----- TEXT TO READ -----
Photo by Elise Swopes

Live in Portland December 4, 2017 | Holocene

Jamila Woods’s HEAVN is her first solo album after two releases with M&O, and guest starring on attention-grabbing singles like Donnie Trumpet & The Social Experiment’s “Sunday Candy” and Macklemore and Ryan Lewis’ “White Privilege ll.”  A breakout on SoundCloud, the full length was re-released this year physically and digitally by Jagjaguwar, the indie Midwestern label that likes to push avant sounds past their niches. Her new independence as an artist at 26 years old allows the suavely autobiographical record debut to show evocative strength and originality.

Woods grew up singing in the children’s choir at her grandmother’s church, and though she soloed a lot, that energy of community and spirit invigorates HEAVN. But the sung and rapped narratives of songs like “VRY BLK,” “LSD,” and “Lonely” reveal the love for poetry that also started when she was in high school. Although she is busting into the music mainstream, she still works full-time at Young Chicago Authors, mentoring spoken word performers. That knack for empowering others seems a sweetly sisterly spirit in her own words and music. She had to take a break as Associate Art Director for the institution, but she’s bringing that same fire to audiences that she shares with fellow scene alums Chance the Rapper, Saba and Noname.
----- DATA EXTRACT -----
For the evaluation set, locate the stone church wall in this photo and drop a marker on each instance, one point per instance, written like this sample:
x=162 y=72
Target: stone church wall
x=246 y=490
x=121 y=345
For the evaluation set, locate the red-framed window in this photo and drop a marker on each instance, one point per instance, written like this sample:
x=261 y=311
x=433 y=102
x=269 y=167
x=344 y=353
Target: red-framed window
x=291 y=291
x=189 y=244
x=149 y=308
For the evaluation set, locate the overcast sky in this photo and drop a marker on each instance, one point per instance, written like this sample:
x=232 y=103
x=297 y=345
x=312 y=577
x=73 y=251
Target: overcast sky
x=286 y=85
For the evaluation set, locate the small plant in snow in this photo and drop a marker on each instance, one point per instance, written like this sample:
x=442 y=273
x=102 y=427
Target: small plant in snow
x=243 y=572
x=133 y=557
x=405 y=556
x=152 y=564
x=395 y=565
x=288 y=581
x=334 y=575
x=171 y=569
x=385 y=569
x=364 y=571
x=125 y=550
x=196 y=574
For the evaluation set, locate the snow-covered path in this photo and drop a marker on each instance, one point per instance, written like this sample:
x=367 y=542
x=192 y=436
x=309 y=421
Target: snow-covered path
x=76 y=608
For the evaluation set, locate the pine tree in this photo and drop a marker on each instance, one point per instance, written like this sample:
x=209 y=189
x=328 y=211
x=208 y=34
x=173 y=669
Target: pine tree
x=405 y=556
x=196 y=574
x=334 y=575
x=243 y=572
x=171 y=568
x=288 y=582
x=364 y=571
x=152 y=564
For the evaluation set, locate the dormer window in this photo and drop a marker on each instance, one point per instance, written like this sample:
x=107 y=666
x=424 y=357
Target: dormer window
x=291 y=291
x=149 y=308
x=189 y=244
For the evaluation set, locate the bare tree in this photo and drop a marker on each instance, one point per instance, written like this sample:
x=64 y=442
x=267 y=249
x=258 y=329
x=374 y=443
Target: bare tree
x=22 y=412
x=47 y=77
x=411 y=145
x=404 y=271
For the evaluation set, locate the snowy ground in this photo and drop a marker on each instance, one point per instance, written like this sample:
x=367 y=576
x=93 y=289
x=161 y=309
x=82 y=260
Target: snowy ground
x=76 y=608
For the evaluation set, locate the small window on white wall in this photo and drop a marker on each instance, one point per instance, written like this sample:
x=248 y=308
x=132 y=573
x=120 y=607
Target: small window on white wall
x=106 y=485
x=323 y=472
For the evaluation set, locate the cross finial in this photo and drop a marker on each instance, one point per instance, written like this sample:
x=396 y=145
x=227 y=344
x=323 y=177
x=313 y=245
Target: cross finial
-----
* [DO THIS]:
Reproduce the passage from the Jamila Woods piece above, starting at "Jamila Woods’s HEAVN" and ending at "strength and originality.".

* [SOLUTION TO THIS TASK]:
Jamila Woods’s HEAVN is her first solo album after two releases with M&O, and guest starring on attention-grabbing singles like Donnie Trumpet & The Social Experiment’s “Sunday Candy” and Macklemore and Ryan Lewis’ “White Privilege ll.”  A breakout on SoundCloud, the full length was re-released this year physically and digitally by Jagjaguwar, the indie Midwestern label that likes to push avant sounds past their niches. Her new independence as an artist at 26 years old allows the suavely autobiographical record debut to show evocative strength and originality.